▶ Extracted material:
::::

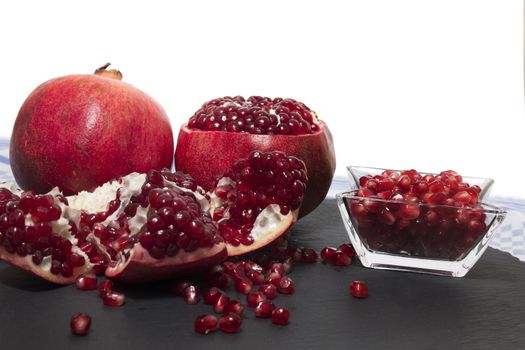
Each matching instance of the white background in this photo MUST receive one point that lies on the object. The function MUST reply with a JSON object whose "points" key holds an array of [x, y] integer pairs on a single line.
{"points": [[430, 85]]}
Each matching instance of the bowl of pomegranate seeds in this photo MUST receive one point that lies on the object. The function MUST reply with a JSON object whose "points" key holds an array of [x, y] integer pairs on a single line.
{"points": [[420, 222]]}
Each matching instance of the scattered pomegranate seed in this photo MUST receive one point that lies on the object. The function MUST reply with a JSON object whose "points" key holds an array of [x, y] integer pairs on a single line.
{"points": [[211, 295], [264, 309], [230, 323], [269, 291], [86, 282], [105, 287], [286, 285], [309, 256], [220, 305], [80, 324], [347, 249], [327, 254], [254, 298], [205, 324], [113, 298], [359, 289], [234, 306], [243, 286], [341, 259], [280, 316], [191, 295]]}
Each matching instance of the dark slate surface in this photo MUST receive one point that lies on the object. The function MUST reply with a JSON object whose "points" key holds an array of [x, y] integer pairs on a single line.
{"points": [[486, 309]]}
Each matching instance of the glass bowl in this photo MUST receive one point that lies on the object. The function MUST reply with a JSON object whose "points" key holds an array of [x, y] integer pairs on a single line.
{"points": [[437, 239]]}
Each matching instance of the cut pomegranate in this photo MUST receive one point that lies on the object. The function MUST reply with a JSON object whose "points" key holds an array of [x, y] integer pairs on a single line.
{"points": [[231, 128], [264, 309], [281, 316], [230, 323], [359, 289], [80, 324], [205, 324]]}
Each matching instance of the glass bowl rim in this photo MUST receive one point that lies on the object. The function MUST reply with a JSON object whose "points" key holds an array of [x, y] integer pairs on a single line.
{"points": [[485, 207]]}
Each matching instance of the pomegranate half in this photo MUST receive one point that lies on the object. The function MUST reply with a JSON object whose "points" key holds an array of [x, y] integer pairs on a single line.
{"points": [[226, 129], [79, 131]]}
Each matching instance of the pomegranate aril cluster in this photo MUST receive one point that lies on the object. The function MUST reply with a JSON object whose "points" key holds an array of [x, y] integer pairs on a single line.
{"points": [[175, 221], [405, 212], [26, 230], [264, 178], [255, 115]]}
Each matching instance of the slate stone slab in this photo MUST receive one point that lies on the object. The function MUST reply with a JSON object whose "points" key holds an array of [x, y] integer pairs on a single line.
{"points": [[484, 310]]}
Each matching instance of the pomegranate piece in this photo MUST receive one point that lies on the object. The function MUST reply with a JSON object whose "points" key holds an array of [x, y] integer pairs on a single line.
{"points": [[114, 299], [269, 291], [286, 285], [86, 282], [78, 108], [205, 324], [230, 323], [254, 298], [257, 123], [264, 309], [281, 316], [359, 289], [80, 324]]}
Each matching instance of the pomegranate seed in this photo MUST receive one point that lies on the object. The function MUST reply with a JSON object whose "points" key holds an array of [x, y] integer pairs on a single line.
{"points": [[309, 256], [341, 259], [80, 324], [205, 324], [86, 282], [347, 249], [230, 323], [105, 287], [269, 290], [222, 302], [243, 286], [191, 295], [264, 309], [327, 254], [234, 306], [211, 295], [280, 316], [359, 289], [115, 299], [286, 285], [254, 298]]}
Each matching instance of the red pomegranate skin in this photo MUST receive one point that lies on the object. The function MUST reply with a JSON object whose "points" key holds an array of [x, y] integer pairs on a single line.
{"points": [[202, 154], [79, 131]]}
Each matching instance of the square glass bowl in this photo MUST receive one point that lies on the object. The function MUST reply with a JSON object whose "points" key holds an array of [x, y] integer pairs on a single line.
{"points": [[438, 239]]}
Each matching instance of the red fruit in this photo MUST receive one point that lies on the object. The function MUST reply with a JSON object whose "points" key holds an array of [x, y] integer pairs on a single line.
{"points": [[359, 289], [205, 324], [264, 309], [230, 323], [281, 316], [86, 282], [114, 299], [286, 285], [226, 129], [80, 324], [94, 128]]}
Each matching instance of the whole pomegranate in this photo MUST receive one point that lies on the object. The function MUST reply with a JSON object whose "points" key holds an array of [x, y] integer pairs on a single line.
{"points": [[79, 131], [226, 129]]}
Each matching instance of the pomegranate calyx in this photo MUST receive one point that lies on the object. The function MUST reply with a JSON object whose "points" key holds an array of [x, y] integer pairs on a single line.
{"points": [[111, 73]]}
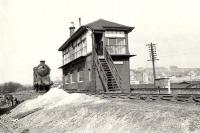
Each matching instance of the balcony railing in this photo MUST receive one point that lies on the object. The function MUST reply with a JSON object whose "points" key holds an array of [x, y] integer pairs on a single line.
{"points": [[117, 49]]}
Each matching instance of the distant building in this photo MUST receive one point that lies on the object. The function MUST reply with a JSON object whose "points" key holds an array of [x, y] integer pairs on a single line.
{"points": [[96, 58]]}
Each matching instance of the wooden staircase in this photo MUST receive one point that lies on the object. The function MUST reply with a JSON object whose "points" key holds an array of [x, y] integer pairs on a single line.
{"points": [[111, 82], [107, 72]]}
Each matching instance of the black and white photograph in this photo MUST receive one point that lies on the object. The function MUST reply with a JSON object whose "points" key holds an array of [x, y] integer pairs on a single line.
{"points": [[99, 66]]}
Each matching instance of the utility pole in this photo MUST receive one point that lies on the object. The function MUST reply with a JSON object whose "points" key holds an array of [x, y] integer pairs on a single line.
{"points": [[153, 58]]}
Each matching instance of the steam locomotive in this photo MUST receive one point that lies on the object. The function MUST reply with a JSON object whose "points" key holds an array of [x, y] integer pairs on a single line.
{"points": [[41, 78]]}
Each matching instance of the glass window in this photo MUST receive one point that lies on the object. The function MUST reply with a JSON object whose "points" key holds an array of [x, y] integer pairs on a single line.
{"points": [[80, 75], [67, 79], [112, 41], [120, 41]]}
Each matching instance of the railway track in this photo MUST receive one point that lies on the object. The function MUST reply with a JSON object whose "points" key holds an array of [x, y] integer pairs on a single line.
{"points": [[4, 128], [179, 98]]}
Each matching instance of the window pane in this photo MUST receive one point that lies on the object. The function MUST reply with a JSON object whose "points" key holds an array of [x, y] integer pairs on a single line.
{"points": [[120, 41], [67, 79], [112, 41]]}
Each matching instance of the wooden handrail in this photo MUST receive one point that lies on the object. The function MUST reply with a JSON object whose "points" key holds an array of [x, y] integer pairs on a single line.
{"points": [[112, 67], [101, 70]]}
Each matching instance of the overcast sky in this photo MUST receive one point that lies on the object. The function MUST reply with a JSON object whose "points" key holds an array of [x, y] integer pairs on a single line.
{"points": [[31, 30]]}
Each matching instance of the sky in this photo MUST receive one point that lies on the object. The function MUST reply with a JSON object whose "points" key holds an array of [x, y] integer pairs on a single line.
{"points": [[33, 30]]}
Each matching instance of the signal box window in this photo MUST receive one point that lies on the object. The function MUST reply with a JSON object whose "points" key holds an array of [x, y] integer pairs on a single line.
{"points": [[80, 75]]}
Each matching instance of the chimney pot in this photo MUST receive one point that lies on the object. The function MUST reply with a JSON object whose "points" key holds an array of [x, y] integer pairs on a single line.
{"points": [[72, 29]]}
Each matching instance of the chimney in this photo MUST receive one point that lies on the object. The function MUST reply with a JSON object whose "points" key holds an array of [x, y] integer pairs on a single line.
{"points": [[72, 29], [79, 22]]}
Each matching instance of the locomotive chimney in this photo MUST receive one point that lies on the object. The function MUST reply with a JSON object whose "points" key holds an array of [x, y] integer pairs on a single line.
{"points": [[79, 22], [72, 28], [42, 62]]}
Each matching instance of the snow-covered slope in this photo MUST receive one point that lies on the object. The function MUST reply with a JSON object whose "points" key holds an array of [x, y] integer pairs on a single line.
{"points": [[59, 112]]}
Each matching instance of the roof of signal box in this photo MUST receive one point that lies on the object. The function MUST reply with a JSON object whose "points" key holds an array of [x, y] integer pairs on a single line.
{"points": [[98, 25]]}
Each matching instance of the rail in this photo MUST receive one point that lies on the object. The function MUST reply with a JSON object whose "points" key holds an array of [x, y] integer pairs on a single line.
{"points": [[100, 70], [112, 67]]}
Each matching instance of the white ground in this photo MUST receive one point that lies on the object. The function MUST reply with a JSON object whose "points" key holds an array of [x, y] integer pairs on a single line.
{"points": [[60, 112]]}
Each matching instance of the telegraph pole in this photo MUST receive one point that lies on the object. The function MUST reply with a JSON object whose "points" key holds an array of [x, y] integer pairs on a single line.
{"points": [[153, 58]]}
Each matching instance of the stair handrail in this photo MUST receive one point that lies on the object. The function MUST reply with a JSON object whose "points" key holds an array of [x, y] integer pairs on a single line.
{"points": [[100, 70], [112, 67]]}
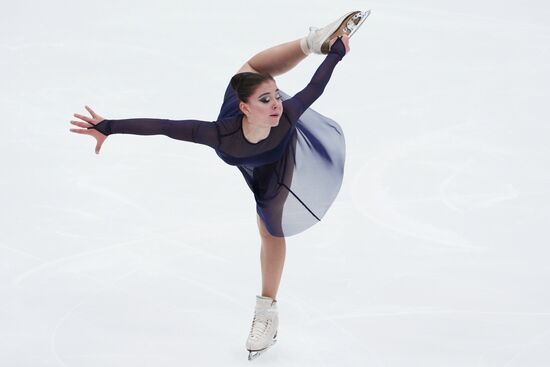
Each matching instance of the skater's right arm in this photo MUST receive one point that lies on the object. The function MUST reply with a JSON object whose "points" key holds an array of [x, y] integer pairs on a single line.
{"points": [[196, 131]]}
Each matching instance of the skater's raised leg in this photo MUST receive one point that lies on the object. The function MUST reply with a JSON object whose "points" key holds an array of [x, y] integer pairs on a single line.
{"points": [[276, 60]]}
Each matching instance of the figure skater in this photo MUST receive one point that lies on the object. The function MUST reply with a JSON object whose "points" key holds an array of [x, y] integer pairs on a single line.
{"points": [[291, 157]]}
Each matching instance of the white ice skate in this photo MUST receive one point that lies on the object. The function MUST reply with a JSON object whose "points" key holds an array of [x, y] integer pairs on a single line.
{"points": [[318, 40], [263, 332]]}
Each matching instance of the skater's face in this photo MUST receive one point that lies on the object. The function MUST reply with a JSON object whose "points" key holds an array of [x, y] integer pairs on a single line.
{"points": [[264, 106]]}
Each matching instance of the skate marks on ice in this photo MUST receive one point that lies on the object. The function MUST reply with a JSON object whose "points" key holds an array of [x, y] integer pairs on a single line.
{"points": [[420, 177]]}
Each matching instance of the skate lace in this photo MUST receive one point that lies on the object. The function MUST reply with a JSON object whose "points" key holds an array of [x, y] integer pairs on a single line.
{"points": [[260, 323]]}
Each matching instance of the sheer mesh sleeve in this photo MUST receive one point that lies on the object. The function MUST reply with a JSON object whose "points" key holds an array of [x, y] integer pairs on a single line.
{"points": [[301, 101], [196, 131]]}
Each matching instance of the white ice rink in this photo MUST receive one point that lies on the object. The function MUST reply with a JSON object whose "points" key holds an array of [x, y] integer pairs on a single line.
{"points": [[435, 253]]}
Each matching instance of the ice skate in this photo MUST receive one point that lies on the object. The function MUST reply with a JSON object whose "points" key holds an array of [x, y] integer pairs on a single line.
{"points": [[263, 332], [318, 40]]}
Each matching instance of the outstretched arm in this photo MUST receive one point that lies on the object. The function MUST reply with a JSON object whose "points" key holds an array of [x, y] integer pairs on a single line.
{"points": [[196, 131], [301, 101]]}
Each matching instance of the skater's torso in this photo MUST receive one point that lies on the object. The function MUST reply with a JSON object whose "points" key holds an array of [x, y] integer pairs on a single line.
{"points": [[235, 149]]}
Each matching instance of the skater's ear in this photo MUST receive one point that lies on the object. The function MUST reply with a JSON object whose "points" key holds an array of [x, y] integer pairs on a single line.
{"points": [[244, 108]]}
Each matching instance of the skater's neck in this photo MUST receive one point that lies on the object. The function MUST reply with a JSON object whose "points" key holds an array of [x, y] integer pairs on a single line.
{"points": [[254, 133]]}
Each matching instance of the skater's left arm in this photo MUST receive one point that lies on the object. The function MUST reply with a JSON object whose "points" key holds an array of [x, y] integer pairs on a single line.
{"points": [[295, 106]]}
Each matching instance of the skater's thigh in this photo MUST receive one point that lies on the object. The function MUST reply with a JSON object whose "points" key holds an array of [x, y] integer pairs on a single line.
{"points": [[247, 68], [261, 227]]}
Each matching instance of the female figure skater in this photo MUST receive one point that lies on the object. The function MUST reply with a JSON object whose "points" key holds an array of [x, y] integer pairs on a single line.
{"points": [[291, 157]]}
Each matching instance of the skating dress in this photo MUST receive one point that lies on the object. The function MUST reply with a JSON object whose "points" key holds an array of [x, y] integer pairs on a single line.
{"points": [[295, 173]]}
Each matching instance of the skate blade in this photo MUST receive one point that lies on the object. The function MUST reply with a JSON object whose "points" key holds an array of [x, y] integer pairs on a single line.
{"points": [[355, 22], [348, 26], [253, 354]]}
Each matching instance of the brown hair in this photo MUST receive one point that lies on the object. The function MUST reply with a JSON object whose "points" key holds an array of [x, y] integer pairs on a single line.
{"points": [[244, 84]]}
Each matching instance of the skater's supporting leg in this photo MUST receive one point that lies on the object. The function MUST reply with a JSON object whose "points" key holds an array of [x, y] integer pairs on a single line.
{"points": [[272, 258], [276, 60]]}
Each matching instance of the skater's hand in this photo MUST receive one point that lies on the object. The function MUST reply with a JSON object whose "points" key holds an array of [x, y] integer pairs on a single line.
{"points": [[95, 119], [345, 41]]}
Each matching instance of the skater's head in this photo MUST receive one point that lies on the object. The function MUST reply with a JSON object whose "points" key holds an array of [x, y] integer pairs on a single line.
{"points": [[259, 97]]}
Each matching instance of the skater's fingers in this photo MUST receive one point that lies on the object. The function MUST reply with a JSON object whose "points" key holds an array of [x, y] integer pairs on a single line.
{"points": [[80, 131], [87, 119], [91, 111], [81, 124]]}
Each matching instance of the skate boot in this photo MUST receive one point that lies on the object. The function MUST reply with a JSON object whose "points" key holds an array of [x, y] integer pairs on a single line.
{"points": [[263, 332], [318, 40]]}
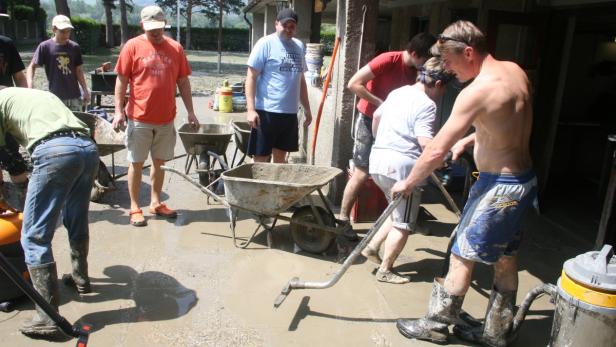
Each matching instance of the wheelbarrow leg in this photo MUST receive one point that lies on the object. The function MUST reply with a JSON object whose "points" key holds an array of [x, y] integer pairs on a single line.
{"points": [[296, 283], [234, 154], [189, 160]]}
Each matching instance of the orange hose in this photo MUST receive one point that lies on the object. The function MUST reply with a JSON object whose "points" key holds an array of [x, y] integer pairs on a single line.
{"points": [[323, 97]]}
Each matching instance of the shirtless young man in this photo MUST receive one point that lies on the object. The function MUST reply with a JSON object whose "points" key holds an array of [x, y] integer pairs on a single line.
{"points": [[498, 105]]}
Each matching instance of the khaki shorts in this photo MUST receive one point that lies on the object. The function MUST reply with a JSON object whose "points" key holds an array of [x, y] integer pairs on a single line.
{"points": [[144, 138]]}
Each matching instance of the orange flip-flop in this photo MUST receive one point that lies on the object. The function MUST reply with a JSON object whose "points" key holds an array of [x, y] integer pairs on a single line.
{"points": [[163, 211], [135, 220]]}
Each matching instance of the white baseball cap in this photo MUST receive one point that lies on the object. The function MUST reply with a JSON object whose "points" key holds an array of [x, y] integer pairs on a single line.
{"points": [[61, 22], [152, 17]]}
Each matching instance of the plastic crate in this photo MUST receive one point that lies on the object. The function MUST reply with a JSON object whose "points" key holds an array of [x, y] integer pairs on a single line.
{"points": [[103, 82]]}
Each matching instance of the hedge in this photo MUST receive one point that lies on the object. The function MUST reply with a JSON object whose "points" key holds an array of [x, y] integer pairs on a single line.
{"points": [[234, 39], [328, 39], [86, 32]]}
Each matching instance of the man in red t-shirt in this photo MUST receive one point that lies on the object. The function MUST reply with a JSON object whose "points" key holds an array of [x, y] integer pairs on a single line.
{"points": [[372, 83], [153, 65]]}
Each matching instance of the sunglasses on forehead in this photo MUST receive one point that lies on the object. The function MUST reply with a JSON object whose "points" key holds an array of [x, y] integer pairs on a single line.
{"points": [[441, 39]]}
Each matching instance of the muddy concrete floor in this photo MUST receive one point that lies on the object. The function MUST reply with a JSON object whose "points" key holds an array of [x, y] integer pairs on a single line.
{"points": [[182, 282]]}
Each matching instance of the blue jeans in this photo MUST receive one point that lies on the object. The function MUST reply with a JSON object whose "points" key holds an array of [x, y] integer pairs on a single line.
{"points": [[63, 172]]}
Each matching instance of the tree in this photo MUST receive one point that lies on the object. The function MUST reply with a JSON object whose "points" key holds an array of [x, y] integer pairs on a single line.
{"points": [[62, 8], [124, 4], [108, 5], [210, 8]]}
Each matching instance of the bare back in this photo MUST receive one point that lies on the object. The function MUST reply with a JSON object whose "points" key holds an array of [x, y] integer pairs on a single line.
{"points": [[503, 126]]}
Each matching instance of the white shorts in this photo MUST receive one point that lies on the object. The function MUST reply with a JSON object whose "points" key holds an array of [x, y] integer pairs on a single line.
{"points": [[144, 138], [404, 217]]}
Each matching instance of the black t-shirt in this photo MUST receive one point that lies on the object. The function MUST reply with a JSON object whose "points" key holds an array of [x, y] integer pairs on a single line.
{"points": [[10, 61]]}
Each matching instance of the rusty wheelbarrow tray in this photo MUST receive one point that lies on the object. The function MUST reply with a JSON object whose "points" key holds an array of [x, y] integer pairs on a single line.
{"points": [[268, 190], [206, 138]]}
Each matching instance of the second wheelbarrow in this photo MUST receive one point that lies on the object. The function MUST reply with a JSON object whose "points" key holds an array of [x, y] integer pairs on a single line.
{"points": [[198, 141], [268, 190]]}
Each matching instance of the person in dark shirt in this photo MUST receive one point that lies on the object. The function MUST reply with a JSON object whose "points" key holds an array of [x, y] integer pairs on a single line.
{"points": [[12, 74], [62, 60]]}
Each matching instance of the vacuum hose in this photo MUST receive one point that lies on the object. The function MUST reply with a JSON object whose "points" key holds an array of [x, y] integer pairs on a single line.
{"points": [[544, 288]]}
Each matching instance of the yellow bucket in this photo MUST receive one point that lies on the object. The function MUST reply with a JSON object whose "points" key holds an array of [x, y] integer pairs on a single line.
{"points": [[225, 100]]}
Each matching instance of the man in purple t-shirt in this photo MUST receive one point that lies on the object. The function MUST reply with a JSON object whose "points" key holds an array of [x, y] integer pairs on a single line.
{"points": [[62, 60]]}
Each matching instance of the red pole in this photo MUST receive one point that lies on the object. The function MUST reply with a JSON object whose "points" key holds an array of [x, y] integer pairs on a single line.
{"points": [[323, 97]]}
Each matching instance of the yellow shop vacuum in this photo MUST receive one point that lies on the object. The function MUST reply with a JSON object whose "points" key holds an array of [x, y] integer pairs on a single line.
{"points": [[585, 299], [585, 313]]}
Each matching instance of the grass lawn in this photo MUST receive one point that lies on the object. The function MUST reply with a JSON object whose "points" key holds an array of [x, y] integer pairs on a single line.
{"points": [[204, 78]]}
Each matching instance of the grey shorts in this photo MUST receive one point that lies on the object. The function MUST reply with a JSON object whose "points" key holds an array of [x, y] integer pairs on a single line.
{"points": [[363, 141], [404, 217], [144, 138]]}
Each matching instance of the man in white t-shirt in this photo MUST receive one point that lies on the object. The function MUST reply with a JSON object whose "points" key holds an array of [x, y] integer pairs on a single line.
{"points": [[403, 125]]}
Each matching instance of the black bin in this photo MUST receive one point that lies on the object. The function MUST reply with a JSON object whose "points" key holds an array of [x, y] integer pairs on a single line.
{"points": [[103, 82]]}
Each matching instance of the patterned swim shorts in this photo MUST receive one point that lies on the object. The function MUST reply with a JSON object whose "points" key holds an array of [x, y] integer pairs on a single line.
{"points": [[490, 224]]}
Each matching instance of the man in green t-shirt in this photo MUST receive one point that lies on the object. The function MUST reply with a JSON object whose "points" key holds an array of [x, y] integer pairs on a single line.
{"points": [[65, 161]]}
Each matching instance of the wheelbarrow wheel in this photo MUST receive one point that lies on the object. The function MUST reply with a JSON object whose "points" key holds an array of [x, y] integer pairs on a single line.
{"points": [[312, 240], [204, 178], [96, 194]]}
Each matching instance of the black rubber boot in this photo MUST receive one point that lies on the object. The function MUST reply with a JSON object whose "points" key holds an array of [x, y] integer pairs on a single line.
{"points": [[497, 323], [45, 281], [79, 261], [443, 310]]}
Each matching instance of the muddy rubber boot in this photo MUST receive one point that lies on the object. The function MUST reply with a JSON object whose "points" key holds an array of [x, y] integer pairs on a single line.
{"points": [[443, 310], [79, 261], [497, 323], [45, 281]]}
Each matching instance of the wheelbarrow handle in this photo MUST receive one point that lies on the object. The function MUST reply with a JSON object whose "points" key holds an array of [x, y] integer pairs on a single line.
{"points": [[220, 159], [296, 283], [203, 189], [30, 292]]}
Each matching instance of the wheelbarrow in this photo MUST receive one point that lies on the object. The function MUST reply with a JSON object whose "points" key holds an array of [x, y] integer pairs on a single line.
{"points": [[198, 141], [268, 190], [241, 136], [108, 141]]}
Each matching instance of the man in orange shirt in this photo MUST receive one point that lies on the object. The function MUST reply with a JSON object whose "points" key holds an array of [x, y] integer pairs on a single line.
{"points": [[153, 65]]}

::::

▶ To do:
Reproduce verbatim the lines of the items above, from the line containing "Each matching instance of the wheelbarrow handle" through the final line of the items.

▶ Expected answer:
Each matching instance of the wheelbarrow handle in this photo MUST receive one point that lies on the object. The function MUST reply with a JSON object whose "points" key holds an array of [x, y] integer pairs on a single line.
{"points": [[220, 159], [296, 283], [203, 189], [30, 292]]}
Each matching instance of the wheelbarrow in this photo MUST receive one point that lies on the object. The function MUST reply with a JSON object whose "points" key holds an array of [x, y] integer pairs on a single line.
{"points": [[198, 141], [268, 190], [241, 136], [108, 141]]}
Each matching instance of the man in orange shirt in this photo MUST receive one point that lies on the object. The function MUST reply with a JSON object whose "points" key holds an array of [x, y] integer pairs on a single line.
{"points": [[153, 65]]}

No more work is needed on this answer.